▶ [Exercise passage]

=== Section Start ===

I suppose "people" are a little sensitive right now to warrantless searches by government law enforcement people. We're in the midst of the snoopgate scandal, in which the Bush administration has admitted to spying on Americans. And, in which, the Echelon system has been implicated in being used in snoopgate by the NSA to vacuum up all communications for analysis by the NSA.
It's in this context we learn: Officials: Muslim sites subject to secret monitoring for radiation (From Kevin Bohn and Jeanne Meserve, CNN, Saturday, December 24, 2005)
This is about the FBI and/or other agencies monitoring radiation levels at specific places inside the U.S. A major target are mosques and other muslim-connected places. While the article says some non-muslim sites were also monitored, the article shows outrage from muslim spokespersons basically complaining of racial targeting.
One thing the article discusses is the warrantless nature of this monitoring. Technically a warrant isn't required because radiation can be monitored from a distance. And, for that matter, other government agencies do warrantless monitoring like this all the time. For example the FCC regularly monitors for illegal radio stations, simply by listening on the radio and using radio direction finder equipment to narrow down the broadcast location.
The program is part of the "dirty bomb" meme that's been running around for a long time. You know this one ... in the confusion shortly after September 11, 2001, someone was accused of a dirty bomb plot. A dirty bomb is a regular chemical explosive device that's been laced with radioactive material. The idea is to spread the radioactive material over a large area through the explosion. But ever since that accusation one of the scares which are repeatedly reinforced in the public mind is this dirty bomb meme.
One possibility I see here is to make monitoring equipment ubiquitous. Rather than this being a special arrangement, suppose all the street lights had equipment mounted on them to monitor air pollution, temperature, rain, radiation, various chemicals, etc. The equipment would need to transmit the data "home" to a data collection repository. That would provide a very interesting set of data not just for law enforcement, but also environmental monitoring and climatology.
Already there are a slew of video cameras being installed by governments. Why not add to them other kinds of monitoring?

=== Section End ===

▶ [Source material]
=== Section Start ===

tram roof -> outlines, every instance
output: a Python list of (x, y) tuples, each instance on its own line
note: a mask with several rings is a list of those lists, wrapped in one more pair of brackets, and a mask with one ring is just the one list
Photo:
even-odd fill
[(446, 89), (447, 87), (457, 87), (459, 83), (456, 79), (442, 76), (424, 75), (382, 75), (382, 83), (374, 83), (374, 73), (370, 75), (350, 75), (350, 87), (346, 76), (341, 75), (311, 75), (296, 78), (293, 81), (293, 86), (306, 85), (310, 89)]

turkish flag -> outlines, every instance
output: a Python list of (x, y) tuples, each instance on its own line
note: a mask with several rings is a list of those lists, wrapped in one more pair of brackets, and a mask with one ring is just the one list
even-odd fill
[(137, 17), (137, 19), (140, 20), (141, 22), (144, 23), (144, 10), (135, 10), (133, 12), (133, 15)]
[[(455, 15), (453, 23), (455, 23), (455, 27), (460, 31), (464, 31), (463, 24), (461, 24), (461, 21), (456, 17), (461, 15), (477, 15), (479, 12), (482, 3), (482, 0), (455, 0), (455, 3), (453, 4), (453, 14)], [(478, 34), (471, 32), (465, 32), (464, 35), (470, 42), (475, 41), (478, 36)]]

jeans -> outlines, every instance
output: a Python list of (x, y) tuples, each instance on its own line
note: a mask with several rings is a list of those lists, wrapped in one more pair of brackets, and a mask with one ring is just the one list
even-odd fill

=== Section End ===

▶ [Task set]
1. Please list everything the radiation-monitoring post says the equipment mounted on street lights would monitor.
2. According to the radiation-monitoring post, what equipment does the FCC use to narrow down where an illegal radio station is broadcasting from?

▶ [Solutions in order]
1. Air pollution, temperature, rain, radiation, and various chemicals.

2. Radio direction finder equipment.